++++ Excerpt ++++
IR35 tax reforms delayed by coronavirus pandemic
The introduction of controversial IR35 tax reforms has been delayed by a year as a result of the coronavirus pandemic.
The decision was announced among a £330bn financial package for the economy that includes a business rate holiday, emergency loans for companies, and financial assistance to airlines.
Speaking in Parliament on Tuesday evening, chief secretary to the treasury Steve Barclay said: “The government is postponing the reforms to the off-payroll working rules, IR35, from 6 April 2020 to 6 April 2021.”
He said the suspension was in “response to the ongoing spread of COVID-19 to help businesses and individuals,” but insisted it will still go ahead as planned the following year.
“This is a deferral, not a cancellation, and the government remains committed to reintroducing this policy to ensure people working like employees but through their own limited company, pay broadly the same tax as those employed directly,” he added.
There has been growing concern from a number of sectors over the new tax regulations for self-employed workers and the risk of them damaging the economy.
This is a deferral, not a cancellation, and the government remains committed to reintroducing this policy.
According to some industry bodies the change will lead to a third of self-employed contractors stopping freelancing over non-compliance fears.
Also known as ‘off-payroll’ the rules allow HMRC to tax sole traders as employees if it deems their working arrangement are akin to regular staff.
Figures show that the rule change will affect some 230,000 contractors in the UK. And sectors heavily reliant on freelancers have raised growing concerns over its impact.
The rules are intended to tighten non-compliance with off-payroll working regulations. They shift responsibility for determining the tax status of contractors from the workers to the end users – in this case, private sector medium and large organisations and charities.
++++ Listed records ++++
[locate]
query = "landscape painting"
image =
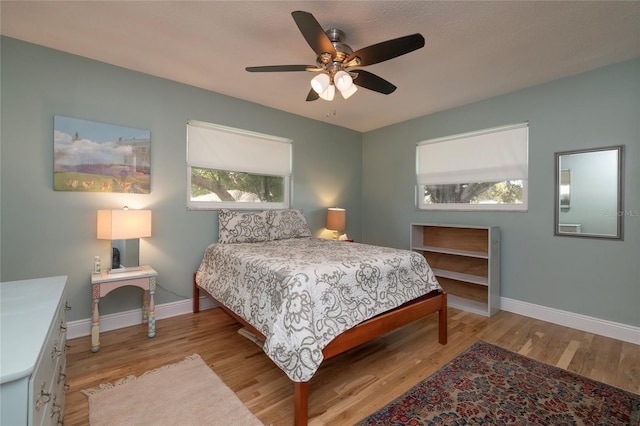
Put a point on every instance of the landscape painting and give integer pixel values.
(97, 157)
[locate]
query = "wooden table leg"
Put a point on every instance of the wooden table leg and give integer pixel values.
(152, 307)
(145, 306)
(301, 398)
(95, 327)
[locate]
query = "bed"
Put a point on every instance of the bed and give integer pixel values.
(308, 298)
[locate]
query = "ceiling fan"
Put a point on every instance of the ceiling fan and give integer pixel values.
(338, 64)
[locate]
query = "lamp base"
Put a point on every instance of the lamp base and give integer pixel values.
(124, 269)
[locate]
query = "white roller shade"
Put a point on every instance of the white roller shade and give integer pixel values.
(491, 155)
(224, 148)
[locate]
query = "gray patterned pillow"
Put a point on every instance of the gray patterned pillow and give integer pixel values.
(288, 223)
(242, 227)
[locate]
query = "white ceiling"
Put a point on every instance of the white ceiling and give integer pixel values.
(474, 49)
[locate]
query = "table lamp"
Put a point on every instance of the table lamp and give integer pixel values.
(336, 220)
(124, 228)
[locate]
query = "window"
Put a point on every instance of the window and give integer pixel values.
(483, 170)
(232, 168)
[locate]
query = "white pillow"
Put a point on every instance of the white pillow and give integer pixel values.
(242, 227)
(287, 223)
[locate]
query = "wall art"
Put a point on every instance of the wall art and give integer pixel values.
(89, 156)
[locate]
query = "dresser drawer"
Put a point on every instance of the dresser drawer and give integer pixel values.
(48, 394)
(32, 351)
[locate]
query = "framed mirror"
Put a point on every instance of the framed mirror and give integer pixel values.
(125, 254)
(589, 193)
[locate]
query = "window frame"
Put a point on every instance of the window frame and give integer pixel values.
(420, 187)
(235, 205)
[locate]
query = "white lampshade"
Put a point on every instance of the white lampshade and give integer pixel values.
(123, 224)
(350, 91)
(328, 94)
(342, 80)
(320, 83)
++++
++++ Listed records ++++
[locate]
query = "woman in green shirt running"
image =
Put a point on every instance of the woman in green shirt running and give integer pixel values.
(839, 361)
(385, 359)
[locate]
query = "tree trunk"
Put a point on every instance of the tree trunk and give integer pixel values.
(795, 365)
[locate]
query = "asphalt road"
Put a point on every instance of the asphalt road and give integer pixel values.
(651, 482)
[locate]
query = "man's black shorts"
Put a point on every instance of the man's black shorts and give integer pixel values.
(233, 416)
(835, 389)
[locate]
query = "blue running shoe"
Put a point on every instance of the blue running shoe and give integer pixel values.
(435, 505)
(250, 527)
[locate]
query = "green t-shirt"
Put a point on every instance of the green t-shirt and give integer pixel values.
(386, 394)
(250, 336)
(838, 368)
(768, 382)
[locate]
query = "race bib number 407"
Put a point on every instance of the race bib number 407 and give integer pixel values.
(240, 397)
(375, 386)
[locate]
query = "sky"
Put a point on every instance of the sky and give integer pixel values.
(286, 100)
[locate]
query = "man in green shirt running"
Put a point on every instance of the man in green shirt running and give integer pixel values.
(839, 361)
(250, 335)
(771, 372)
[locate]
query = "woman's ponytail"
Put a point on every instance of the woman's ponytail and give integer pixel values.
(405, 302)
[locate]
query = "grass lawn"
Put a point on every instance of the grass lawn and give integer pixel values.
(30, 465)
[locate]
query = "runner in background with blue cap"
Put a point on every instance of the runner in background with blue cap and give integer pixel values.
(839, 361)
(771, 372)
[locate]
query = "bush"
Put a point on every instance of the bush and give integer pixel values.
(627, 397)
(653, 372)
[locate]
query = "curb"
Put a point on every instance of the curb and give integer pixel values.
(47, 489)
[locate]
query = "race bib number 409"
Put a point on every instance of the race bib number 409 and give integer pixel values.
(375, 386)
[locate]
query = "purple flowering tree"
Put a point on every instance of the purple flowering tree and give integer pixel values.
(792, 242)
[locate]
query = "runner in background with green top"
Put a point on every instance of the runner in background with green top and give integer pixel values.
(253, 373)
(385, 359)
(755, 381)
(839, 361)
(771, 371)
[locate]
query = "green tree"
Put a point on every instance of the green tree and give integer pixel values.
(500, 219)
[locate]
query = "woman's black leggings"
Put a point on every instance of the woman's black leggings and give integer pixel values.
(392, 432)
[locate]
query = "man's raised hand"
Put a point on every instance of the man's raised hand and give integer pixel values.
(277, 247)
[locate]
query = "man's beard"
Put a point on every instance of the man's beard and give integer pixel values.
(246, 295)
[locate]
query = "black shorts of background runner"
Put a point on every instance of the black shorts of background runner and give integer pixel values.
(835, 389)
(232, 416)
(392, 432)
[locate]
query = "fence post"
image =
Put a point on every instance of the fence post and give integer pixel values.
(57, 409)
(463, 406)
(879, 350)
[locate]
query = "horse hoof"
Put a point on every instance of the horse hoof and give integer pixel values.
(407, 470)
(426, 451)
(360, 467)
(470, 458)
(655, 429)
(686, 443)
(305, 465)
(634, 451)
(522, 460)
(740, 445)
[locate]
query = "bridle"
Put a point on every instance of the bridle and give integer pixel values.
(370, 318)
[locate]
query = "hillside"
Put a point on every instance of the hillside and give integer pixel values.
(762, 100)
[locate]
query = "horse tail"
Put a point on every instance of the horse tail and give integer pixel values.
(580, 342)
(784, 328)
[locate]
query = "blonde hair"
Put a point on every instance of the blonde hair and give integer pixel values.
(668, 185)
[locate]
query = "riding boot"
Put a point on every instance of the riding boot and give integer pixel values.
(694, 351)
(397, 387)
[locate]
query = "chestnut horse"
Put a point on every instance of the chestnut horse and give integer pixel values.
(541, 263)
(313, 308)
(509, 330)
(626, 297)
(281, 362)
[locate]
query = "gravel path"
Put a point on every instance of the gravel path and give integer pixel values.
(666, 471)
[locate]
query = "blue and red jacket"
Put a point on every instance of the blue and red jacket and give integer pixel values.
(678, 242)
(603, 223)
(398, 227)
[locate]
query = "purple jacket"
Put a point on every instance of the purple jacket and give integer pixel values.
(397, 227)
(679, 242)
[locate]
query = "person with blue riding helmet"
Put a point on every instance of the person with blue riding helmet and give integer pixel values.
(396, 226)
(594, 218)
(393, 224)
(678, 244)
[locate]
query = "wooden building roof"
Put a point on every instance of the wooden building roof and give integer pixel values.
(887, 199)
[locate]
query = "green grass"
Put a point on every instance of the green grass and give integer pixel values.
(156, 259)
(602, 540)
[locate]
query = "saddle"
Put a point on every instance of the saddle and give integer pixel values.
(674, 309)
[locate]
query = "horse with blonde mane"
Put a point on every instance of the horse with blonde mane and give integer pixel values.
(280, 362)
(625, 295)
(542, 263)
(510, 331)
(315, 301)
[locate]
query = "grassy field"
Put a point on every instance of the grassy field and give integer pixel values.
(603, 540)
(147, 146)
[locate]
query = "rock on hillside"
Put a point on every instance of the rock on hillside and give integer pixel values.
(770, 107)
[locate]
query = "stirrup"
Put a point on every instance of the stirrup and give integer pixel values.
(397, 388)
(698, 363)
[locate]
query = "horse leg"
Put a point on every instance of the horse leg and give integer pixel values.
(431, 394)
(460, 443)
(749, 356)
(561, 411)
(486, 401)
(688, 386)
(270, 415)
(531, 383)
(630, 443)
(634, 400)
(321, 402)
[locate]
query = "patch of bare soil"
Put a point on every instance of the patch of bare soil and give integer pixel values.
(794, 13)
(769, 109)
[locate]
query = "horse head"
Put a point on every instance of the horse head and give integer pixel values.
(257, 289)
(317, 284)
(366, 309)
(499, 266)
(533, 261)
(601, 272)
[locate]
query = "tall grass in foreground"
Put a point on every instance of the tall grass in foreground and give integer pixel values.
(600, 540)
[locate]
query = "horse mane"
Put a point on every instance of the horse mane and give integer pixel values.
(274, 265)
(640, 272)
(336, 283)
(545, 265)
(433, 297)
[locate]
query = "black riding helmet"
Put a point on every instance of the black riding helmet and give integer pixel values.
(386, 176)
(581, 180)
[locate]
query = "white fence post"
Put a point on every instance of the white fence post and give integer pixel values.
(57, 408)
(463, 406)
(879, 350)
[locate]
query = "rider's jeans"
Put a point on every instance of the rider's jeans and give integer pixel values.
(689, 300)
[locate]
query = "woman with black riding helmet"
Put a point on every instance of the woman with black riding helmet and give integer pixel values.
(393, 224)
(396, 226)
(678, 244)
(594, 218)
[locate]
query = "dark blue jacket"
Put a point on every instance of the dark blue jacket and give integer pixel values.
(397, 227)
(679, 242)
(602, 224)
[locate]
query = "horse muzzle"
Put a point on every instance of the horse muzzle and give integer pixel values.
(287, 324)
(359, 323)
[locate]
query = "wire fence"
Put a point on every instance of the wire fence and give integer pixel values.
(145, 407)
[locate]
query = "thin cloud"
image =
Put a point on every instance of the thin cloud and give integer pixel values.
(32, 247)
++++
Description of the task => In the IR35 article, condense the paragraph that begins "The rules are intended to tighten" into a single shorter sentence that keeps its main facts.

Exercise result => The rules aim to reduce non-compliance with off-payroll working regulations by moving responsibility for deciding contractors' tax status from the workers to the end users, meaning medium and large private sector organisations and charities.